A block of data:

_ _ _ _ _ _ _

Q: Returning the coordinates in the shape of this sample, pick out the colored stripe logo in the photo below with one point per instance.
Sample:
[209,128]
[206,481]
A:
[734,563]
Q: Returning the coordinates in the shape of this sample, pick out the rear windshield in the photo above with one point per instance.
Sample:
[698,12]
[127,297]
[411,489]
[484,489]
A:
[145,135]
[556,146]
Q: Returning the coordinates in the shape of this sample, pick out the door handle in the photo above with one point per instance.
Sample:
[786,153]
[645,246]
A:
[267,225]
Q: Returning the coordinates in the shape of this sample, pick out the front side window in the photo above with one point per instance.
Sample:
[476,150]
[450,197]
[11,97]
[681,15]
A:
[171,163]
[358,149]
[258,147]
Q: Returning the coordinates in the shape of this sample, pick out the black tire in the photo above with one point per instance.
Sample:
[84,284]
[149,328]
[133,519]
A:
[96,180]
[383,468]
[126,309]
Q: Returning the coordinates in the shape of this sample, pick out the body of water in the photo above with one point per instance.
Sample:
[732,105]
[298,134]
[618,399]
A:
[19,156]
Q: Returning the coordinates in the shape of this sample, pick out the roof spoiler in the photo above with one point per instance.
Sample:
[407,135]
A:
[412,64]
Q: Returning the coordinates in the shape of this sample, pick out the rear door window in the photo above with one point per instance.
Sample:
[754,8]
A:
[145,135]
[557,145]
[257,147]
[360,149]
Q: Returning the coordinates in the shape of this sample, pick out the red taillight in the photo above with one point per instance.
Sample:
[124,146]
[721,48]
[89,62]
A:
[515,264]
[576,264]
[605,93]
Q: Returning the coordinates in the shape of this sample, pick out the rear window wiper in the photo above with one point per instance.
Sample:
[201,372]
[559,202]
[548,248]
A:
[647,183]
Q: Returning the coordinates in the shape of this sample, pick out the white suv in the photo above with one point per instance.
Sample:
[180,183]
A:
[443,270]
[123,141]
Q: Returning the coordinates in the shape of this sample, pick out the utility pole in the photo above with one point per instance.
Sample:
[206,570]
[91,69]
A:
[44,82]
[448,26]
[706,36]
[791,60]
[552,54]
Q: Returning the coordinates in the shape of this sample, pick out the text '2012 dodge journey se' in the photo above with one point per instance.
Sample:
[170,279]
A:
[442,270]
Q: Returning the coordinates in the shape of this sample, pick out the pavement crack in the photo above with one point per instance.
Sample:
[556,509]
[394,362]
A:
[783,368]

_ _ _ _ _ _ _

Requirement - Copy the items from the line containing "the rear door" through the last line of the items, swapping "utility pole" for "telephone pole" and changing nothing else.

Result for this exercise -
Q: Returning the coordinates in the shape of this sample, pick out the rear door window in the photo above with one point per instance.
Sample:
[754,8]
A:
[145,135]
[557,145]
[257,147]
[360,149]
Q: Returning the coordinates in the shape of this sample, pick out the red taillight in the photo above with one point per instance.
Sample:
[124,146]
[721,48]
[89,62]
A:
[515,264]
[576,264]
[605,93]
Q: Returning the coordinates in the shape of this sample, pick out the rear window wiper in the photo above with one point per instance.
Sample:
[201,372]
[559,202]
[548,248]
A:
[647,183]
Q: Returning the coordinates in the shape of this sample, pick out the white suv in the photo above with one point per instance.
Sample:
[180,183]
A:
[443,270]
[123,141]
Q: Returning the coordinates in the shape of this sample, pick out the telephone pole in the photo above with one point per instance.
Sample:
[206,570]
[91,69]
A:
[44,82]
[448,26]
[706,36]
[791,60]
[552,54]
Q: Returning the coordinates in the shape of this sample, pick out the text '2012 dodge journey se' in the photo above with one point per instance.
Sample:
[170,279]
A:
[442,270]
Q: Returning the coordinates in the shape of this sample, pick out the pavement crack in the photo above with one point per instance.
Sample:
[556,509]
[394,362]
A:
[783,368]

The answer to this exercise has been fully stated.